Document extract
On Wed, Jul 24, 2013 at 01:33:34PM EST, Alex Midence wrote:
 Also, for the record, I fully recognize and appreciate all the hard 
 work of the developers of the Ubuntu community who freely give of 
 their time to make things accessible.  However, it was disappointing 
 to finally have gotten a very accessible port of Unity in 12.04 only 
 to be told that we were back to poor a11y in other versions of the 
 distro for at the very least 2 full years.

For the record, I was disappointed as well. I expressed my desire for Unity
to stick with using Qt at the time, given the accessibility advantages it
brought for one, and the fact that it would have made maintaining unity
easier as the nux GUI toolkit wouldn't also need to be maintained, and Qt is
well established etc.

I am the only developer working for Canonical who spends at least some of
the time working on accessibility issues. I say some of the time, because I
do have other duties, in fact the primary reason why I was hired was not to
work exclusively on accessibility, although the powers that be are ok with
me doing so.

Having said that, my big focus for the next 10-12 months will almost
exclusively be getting Qt5, Mir, and Unity as accessible an environment as
one person can possibly manage. Qt5 helps somewhat, but the specific parts
of Qt that are being used for the new Unity still have some rough spots when
it comes to accessibility, and there is also the changing graphics stack and
everythign that goes with it to deal with.

Jobs
(a) In the email on Ubuntu accessibility, recast the paragraph that begins "Having said that, my big focus" as a short bulleted list that keeps its main facts.
(b) Summarize the email on Ubuntu accessibility in two sentences.

Excerpts from point annotation data:
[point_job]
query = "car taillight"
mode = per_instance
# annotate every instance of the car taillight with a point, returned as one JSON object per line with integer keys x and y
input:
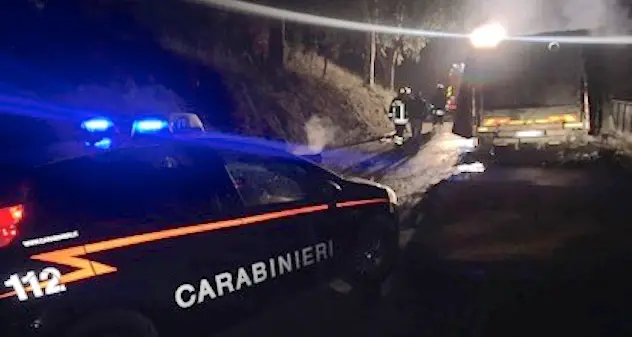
{"x": 10, "y": 217}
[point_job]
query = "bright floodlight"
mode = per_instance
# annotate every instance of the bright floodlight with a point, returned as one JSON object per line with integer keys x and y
{"x": 488, "y": 36}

Response list
(a)
- For the next 10–12 months, the writer's focus will be almost exclusively on making Qt5, Mir, and Unity as accessible as one person can manage.
- Qt5 helps somewhat.
- The specific parts of Qt used for the new Unity still have some rough spots in accessibility.
- The changing graphics stack and everything that goes with it also have to be dealt with.

(b) The writer shares the disappointment that accessibility got worse after the accessible Unity in 12.04, and had wanted Unity to keep using Qt for its accessibility advantages and because maintenance would have been easier. As the only Canonical developer who spends at least some time on accessibility, the writer plans to focus almost exclusively for the next 10–12 months on making Qt5, Mir, and Unity as accessible as one person can manage.